> _作業指示_
(1) 総会の記事によると、17年度総会はどこで開かれましたか。
(2) 総会の記事から、午前の討議で確認された事項をすべて挙げてください。
(3) 総会の記事の「午後の記念講演は久保田さん。」から「学生さんなど若い方の歴史認識や社会認識のお話も興味深かったです。」までの部分を、「モニュメント」を「記念碑」に置き換えて書き直してください。

> _ページ抜粋_
=-=-=-=-=

17年度総会

   3月20日(祝)    

      アスト津3階ミーティングルームB

 

 午前中は参加者の近況報告のあと、昨年度の反省と今年度の活動について討議しました。

 若い方や退職された方が気軽に参加できるように支部例会を充実させていくこと、活動の中に『歴史地理教育』を読んだり紹介したりする時間を意識的につくること、県外から講師をお招きした時は参加費500円を集めることで三重歴教協の予算不足を補うことなどが確認されました。 

記念講演

「知っていますか? 日本の戦争」

   愛知県立大 久保田 貢さん)

 午後の記念講演は久保田さん。お忙しい中、時間を見つけて全国で調査をされ、各地の戦争に関わるモニュメントや記念館を紹介して下さいました。そして各地に残る様々なエピソードから戦争の悲惨さや、戦争の事実を伝える大切さがわかりました。

 オーストラリアで日本人だとわかると、戦争の話を始めるそうです。オーストラリアが唯一空襲を受けたのは日本で、日本との戦争で17000人の方が亡くなっている事実は、日本人はあまり知りません。 

 関東大震災や東京大空襲の時にたくさんの犠牲者が流れ着いた東京のお台場や、軍需工場だった名古屋ドームにも犠牲者を追悼するモニュメントがあるそうです。慰安婦も描かれている映画『きけわだつみの声』(95年)や、『3月10日東京大空襲』(TBS)は教材として良いこと、ひたち海浜公園(ひたちなか市)は米軍の水戸対地射爆場を撤退させた所で資料館もあることなども教わりました。

 久保田さんが書かれた本『知っていますか? 日本の戦争』に多くの事実が紹介されていますので、ぜひご覧下さい。

 学生さんなど若い方の歴史認識や社会認識のお話も興味深かったです。

=-=-=-=-=

> _提供資料_

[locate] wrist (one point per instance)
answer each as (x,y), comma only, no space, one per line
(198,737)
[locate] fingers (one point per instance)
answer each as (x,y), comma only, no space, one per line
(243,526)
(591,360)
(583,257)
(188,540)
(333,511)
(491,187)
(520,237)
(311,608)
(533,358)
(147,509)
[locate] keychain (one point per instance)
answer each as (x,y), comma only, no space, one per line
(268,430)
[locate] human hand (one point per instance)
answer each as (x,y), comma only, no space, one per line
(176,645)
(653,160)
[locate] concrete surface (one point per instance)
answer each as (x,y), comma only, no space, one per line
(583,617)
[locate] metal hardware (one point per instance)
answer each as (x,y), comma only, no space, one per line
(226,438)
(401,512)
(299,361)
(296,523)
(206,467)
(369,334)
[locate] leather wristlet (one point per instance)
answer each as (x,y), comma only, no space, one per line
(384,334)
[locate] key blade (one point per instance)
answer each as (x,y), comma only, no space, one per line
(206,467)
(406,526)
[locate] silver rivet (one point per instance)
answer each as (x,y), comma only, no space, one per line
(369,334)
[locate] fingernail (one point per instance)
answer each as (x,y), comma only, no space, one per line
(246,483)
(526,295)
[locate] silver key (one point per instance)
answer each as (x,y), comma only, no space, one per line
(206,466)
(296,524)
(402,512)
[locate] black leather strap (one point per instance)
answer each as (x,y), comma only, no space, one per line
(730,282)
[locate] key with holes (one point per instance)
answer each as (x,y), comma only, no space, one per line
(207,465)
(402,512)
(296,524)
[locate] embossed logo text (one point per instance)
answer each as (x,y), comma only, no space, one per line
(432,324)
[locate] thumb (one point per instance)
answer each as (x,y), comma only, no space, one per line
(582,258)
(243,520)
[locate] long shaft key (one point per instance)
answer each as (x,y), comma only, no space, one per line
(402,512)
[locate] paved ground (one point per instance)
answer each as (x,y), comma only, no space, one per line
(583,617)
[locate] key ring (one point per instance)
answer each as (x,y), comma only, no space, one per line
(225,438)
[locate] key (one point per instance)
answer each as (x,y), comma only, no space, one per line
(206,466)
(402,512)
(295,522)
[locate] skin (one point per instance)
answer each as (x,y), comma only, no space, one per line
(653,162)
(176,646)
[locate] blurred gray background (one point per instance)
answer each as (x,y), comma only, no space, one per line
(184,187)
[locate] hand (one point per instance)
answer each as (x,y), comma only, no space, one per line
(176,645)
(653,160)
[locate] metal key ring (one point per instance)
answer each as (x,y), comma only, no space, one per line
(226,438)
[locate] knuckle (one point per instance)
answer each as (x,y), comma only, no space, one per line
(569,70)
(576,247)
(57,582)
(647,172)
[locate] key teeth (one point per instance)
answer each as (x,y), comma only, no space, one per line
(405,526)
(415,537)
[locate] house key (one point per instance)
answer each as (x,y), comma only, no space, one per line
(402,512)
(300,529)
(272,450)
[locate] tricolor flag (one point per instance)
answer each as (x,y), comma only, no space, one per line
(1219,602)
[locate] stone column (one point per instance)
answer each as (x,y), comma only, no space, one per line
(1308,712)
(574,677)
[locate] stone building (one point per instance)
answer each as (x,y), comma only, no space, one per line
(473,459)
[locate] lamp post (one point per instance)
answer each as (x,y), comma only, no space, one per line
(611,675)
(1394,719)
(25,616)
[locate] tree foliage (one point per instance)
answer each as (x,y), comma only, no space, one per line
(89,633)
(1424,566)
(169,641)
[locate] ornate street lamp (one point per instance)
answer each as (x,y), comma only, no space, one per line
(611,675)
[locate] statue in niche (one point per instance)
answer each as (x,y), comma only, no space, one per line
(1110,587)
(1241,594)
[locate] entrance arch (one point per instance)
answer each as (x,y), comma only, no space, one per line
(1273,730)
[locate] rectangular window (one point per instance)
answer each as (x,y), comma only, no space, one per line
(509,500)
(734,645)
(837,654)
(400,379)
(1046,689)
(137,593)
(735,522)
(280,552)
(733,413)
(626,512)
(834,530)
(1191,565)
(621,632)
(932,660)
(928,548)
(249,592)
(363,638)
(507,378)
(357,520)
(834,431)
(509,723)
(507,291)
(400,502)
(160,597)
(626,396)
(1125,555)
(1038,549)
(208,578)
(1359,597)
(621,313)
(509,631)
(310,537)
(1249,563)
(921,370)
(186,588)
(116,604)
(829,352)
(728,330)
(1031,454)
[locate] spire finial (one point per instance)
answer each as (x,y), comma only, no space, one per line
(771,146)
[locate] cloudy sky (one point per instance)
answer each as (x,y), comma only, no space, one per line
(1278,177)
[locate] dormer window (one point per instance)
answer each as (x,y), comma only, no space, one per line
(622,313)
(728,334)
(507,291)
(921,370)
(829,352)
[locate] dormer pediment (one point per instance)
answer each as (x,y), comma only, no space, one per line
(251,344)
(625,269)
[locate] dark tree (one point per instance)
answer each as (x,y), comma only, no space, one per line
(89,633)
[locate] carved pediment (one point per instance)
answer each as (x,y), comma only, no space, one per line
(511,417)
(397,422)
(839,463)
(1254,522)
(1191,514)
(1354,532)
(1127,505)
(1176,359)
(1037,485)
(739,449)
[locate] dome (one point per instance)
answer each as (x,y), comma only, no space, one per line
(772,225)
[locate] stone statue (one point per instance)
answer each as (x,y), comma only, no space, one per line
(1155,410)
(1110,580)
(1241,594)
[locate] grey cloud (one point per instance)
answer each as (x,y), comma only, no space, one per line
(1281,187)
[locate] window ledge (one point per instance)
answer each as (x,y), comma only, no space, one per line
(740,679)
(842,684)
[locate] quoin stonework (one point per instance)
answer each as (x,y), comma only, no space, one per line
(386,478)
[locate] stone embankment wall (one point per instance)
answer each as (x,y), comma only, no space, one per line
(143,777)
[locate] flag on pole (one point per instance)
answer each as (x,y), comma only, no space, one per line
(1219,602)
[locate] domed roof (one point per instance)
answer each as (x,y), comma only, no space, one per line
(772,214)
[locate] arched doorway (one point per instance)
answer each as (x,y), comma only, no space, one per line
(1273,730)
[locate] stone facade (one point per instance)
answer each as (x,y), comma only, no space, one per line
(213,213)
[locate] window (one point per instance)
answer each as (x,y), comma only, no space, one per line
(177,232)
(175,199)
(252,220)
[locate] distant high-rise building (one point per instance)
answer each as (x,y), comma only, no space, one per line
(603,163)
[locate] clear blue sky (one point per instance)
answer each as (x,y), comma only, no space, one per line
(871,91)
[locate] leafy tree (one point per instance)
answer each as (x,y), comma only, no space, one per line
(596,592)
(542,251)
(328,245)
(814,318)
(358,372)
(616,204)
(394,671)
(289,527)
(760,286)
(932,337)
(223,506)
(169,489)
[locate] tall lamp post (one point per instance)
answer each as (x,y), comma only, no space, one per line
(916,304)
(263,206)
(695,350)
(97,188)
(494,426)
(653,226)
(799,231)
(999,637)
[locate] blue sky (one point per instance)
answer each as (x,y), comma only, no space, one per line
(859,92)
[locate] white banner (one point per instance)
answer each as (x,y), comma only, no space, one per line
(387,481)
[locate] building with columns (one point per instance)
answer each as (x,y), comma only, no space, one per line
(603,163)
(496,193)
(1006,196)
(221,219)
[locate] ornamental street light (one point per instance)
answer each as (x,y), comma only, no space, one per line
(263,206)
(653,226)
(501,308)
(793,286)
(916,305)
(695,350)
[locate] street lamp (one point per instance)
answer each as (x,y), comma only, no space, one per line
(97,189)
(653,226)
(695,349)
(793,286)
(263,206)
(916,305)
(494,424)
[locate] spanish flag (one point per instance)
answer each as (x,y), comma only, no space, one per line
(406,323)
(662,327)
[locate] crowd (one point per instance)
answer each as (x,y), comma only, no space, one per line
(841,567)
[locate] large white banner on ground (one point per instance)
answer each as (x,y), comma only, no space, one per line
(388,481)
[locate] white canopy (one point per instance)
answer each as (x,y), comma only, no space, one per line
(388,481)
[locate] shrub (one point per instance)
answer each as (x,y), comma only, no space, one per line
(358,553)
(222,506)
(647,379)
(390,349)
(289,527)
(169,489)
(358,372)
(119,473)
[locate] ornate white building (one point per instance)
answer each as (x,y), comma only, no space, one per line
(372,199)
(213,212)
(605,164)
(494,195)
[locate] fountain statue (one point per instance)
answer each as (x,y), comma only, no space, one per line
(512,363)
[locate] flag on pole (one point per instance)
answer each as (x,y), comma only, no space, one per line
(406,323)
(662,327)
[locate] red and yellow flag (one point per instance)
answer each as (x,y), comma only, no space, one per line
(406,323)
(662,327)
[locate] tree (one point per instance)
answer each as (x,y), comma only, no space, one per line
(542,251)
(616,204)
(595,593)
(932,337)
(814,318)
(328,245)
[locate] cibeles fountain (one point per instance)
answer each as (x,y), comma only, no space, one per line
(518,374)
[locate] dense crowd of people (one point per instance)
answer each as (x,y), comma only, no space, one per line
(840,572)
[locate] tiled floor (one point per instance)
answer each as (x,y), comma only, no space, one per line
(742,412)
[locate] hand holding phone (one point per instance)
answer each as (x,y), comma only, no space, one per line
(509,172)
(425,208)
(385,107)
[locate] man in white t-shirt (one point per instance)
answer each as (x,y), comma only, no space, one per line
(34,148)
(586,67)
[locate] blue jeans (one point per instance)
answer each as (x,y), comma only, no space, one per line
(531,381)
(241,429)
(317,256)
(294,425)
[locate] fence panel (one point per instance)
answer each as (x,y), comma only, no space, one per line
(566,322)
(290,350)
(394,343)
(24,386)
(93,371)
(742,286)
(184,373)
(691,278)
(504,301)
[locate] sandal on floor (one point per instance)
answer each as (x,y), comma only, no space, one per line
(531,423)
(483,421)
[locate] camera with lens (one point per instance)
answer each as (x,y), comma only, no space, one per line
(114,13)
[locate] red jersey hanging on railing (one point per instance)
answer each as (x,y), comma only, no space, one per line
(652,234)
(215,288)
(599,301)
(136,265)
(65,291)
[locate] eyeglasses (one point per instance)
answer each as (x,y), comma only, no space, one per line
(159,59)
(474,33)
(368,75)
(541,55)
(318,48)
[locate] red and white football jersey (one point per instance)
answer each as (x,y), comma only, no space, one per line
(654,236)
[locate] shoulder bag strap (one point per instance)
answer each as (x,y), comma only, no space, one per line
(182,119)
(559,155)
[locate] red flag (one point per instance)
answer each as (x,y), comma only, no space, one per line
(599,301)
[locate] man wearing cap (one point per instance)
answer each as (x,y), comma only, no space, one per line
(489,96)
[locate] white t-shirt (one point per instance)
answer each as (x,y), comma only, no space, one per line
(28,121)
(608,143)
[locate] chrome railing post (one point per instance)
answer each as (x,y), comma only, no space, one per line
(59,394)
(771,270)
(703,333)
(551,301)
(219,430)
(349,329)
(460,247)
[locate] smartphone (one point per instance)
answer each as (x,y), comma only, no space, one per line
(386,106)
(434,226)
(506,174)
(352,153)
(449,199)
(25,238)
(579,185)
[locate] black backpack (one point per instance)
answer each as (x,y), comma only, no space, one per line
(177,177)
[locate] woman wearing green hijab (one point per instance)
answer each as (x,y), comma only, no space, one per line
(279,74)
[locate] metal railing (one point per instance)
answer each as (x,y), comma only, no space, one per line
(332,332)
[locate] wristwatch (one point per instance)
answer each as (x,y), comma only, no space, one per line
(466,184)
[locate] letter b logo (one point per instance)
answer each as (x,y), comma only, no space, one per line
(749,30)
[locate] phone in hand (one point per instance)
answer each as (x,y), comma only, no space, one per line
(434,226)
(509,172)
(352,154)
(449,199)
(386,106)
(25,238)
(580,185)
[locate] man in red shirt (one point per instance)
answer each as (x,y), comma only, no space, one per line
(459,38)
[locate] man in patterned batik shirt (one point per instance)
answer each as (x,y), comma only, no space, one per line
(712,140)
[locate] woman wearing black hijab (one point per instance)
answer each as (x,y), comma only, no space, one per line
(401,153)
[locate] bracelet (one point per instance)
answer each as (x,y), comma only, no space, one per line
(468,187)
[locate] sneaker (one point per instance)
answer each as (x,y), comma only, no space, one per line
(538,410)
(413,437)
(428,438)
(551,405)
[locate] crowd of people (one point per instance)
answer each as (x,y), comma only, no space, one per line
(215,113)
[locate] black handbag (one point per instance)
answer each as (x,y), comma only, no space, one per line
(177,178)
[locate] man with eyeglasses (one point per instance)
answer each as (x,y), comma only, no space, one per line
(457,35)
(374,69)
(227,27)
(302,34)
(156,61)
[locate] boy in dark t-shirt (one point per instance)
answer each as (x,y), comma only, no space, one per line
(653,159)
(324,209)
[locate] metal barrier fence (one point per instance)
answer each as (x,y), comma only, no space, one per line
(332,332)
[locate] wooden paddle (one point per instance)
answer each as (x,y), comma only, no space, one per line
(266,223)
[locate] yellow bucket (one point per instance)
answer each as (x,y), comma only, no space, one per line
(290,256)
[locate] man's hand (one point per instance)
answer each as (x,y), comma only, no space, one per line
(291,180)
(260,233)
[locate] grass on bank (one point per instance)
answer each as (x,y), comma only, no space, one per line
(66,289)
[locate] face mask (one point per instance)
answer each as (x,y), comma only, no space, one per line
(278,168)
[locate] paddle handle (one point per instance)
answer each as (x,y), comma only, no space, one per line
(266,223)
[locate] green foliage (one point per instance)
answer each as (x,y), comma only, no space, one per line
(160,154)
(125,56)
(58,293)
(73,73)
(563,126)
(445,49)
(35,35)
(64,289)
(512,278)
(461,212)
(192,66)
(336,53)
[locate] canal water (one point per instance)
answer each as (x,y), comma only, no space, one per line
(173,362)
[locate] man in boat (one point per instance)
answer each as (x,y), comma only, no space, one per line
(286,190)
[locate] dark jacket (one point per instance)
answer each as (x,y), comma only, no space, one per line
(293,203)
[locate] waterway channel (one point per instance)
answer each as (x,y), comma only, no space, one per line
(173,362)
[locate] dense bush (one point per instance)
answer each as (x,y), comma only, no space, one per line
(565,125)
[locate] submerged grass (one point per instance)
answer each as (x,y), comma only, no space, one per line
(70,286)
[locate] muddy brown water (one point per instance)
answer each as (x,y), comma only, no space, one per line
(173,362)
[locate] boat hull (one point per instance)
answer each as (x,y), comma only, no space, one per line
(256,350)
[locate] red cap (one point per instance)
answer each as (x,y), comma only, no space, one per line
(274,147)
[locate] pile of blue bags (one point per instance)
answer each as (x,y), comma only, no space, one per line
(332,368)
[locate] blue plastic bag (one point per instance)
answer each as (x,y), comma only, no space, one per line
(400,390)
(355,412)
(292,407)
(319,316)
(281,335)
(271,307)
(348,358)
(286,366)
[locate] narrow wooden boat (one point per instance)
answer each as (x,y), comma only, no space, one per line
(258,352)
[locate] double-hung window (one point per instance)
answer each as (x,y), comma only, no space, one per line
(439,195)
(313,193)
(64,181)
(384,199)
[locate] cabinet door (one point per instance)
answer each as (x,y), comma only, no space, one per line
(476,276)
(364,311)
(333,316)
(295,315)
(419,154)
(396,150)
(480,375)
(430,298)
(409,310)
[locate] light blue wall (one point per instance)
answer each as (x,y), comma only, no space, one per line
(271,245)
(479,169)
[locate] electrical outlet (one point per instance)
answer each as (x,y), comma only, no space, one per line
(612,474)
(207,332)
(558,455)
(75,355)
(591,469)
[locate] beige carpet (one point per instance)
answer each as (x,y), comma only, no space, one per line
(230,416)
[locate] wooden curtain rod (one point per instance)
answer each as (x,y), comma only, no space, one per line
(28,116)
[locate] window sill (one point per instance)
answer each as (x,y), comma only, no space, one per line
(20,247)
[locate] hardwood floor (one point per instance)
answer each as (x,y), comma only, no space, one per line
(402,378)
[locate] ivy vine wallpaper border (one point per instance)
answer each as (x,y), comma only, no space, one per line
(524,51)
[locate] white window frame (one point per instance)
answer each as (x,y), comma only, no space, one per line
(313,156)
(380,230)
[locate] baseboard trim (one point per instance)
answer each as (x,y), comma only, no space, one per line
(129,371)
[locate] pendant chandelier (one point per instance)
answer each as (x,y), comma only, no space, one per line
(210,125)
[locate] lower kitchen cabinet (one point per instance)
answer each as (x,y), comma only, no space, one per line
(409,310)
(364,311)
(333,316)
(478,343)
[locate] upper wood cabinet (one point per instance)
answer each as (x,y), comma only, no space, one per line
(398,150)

=-=-=-=-=

> _解答_
(1) アスト津3階ミーティングルームBです。

(2)
・若い方や退職された方が気軽に参加できるように支部例会を充実させていくこと
・活動の中に『歴史地理教育』を読んだり紹介したりする時間を意識的につくること
・県外から講師をお招きした時は参加費500円を集めることで三重歴教協の予算不足を補うこと

(3)
午後の記念講演は久保田さん。お忙しい中、時間を見つけて全国で調査をされ、各地の戦争に関わる記念碑や記念館を紹介して下さいました。そして各地に残る様々なエピソードから戦争の悲惨さや、戦争の事実を伝える大切さがわかりました。

 オーストラリアで日本人だとわかると、戦争の話を始めるそうです。オーストラリアが唯一空襲を受けたのは日本で、日本との戦争で17000人の方が亡くなっている事実は、日本人はあまり知りません。 

 関東大震災や東京大空襲の時にたくさんの犠牲者が流れ着いた東京のお台場や、軍需工場だった名古屋ドームにも犠牲者を追悼する記念碑があるそうです。慰安婦も描かれている映画『きけわだつみの声』(95年)や、『3月10日東京大空襲』(TBS)は教材として良いこと、ひたち海浜公園(ひたちなか市)は米軍の水戸対地射爆場を撤退させた所で資料館もあることなども教わりました。

 久保田さんが書かれた本『知っていますか? 日本の戦争』に多くの事実が紹介されていますので、ぜひご覧下さい。

 学生さんなど若い方の歴史認識や社会認識のお話も興味深かったです。